TASK DESCRIPTION →
Copy each line of the data beneath in which the word "like" appears.

[Records from a dataset]
^^^^^^^^
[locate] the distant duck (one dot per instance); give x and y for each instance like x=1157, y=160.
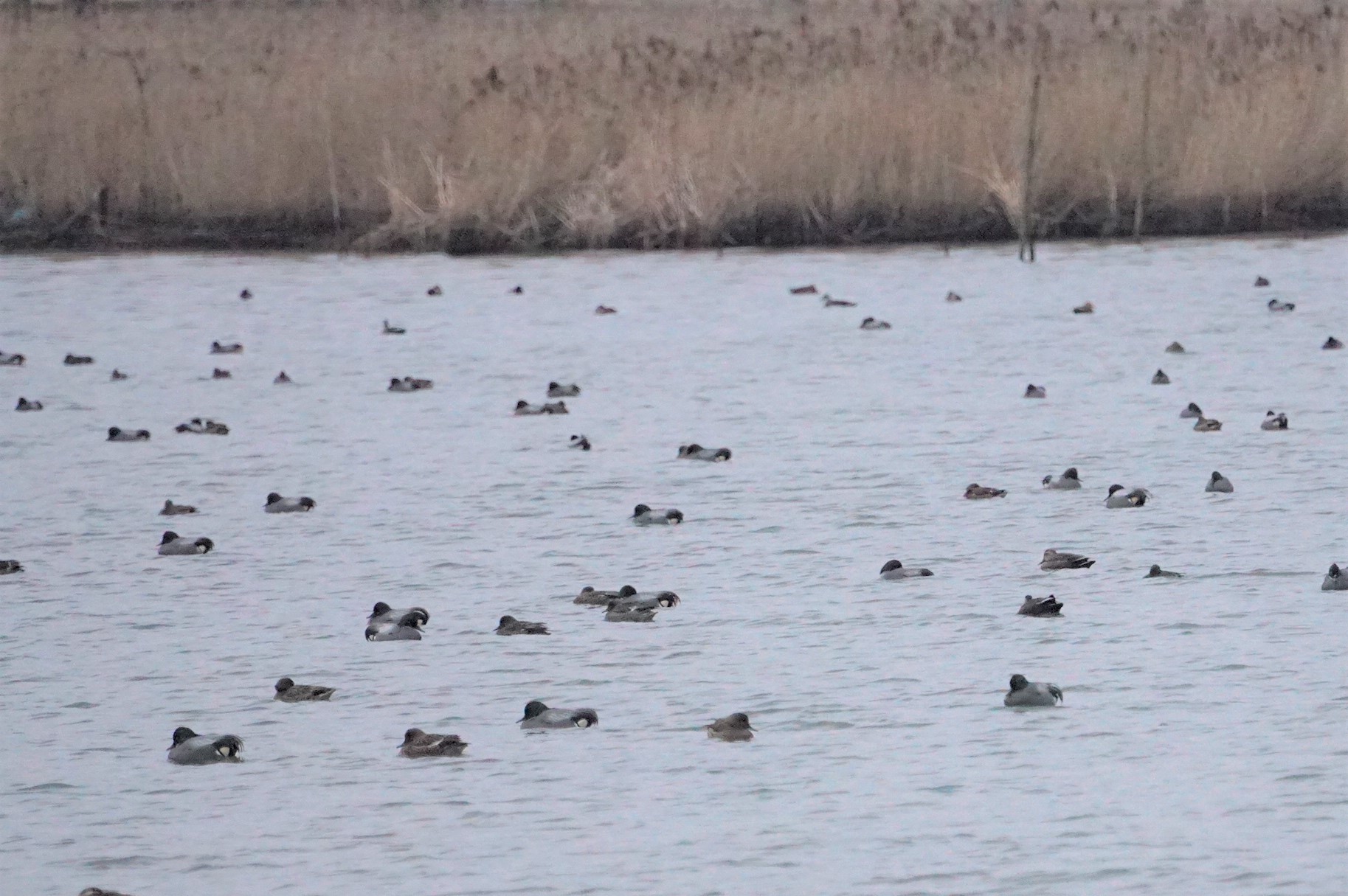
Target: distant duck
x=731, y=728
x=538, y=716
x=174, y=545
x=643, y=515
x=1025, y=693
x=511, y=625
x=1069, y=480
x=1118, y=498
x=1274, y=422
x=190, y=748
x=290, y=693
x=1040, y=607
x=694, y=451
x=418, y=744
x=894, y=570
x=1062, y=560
^^^^^^^^
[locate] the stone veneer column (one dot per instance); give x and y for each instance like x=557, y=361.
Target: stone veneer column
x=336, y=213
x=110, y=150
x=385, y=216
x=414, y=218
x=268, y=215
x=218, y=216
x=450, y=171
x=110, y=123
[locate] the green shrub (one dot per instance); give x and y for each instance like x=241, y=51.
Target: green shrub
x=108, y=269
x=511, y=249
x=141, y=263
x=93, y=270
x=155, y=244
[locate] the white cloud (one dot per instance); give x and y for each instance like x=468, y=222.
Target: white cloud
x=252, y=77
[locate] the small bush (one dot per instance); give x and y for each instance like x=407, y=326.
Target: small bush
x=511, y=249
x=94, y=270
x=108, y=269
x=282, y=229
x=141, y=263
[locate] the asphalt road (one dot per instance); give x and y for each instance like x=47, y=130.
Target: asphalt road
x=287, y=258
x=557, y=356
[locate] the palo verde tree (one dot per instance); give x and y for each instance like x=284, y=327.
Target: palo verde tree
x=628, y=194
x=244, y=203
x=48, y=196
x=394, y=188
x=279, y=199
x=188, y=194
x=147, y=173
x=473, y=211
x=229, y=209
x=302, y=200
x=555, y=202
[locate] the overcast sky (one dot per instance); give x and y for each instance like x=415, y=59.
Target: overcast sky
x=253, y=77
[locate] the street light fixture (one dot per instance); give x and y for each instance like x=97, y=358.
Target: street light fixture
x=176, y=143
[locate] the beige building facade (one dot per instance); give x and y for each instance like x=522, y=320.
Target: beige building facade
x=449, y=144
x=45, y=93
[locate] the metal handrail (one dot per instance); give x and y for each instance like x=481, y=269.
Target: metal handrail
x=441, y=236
^^^^^^^^
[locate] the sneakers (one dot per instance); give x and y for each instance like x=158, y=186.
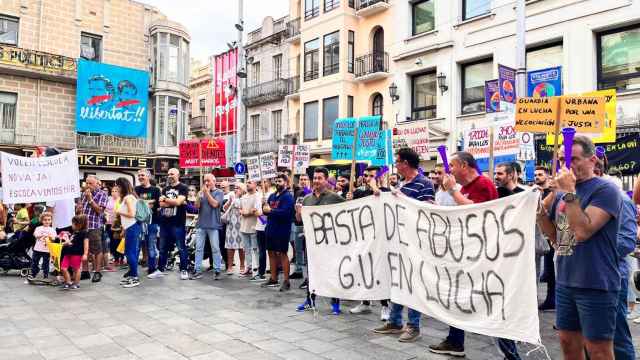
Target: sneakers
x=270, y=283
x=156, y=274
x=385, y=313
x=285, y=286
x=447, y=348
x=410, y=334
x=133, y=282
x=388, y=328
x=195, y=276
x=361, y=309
^^^^^^^^
TASK RESPONSE →
[locate] the distant duck (one dot per instance); give x and y for each instance like x=1157, y=160.
[locate] the stone veneer column (one dot per instance); give x and y for each instance like x=557, y=361.
[locate] the green shrub (one dot per instance); give x and y for each instance like x=241, y=51.
[locate] the white cloud (one dot per instance); give x and y for each instance like x=468, y=222.
[locate] the small bush (one dot per instance); give x and y for each instance like x=407, y=326.
[locate] the asphalt road (one dot per instance); give x and y for each instance like x=47, y=130.
[locate] the palo verde tree (one dot per instance); give x and y for each instance like x=284, y=327.
[locate] the overcast sky (one dot per instance); give x and y for each instance like x=415, y=59.
[locate] the street light fixture (one dot per instance); give x and y for each instance like x=97, y=358.
[locate] the beige building facade (one dot per instance); give x and y for each instance like x=522, y=320.
[locate] the metal handrail (one dot per instance); give x and y for each instance like x=481, y=269.
[locate] the sneakers (one dot per instance); give x and y for each instance like x=158, y=186.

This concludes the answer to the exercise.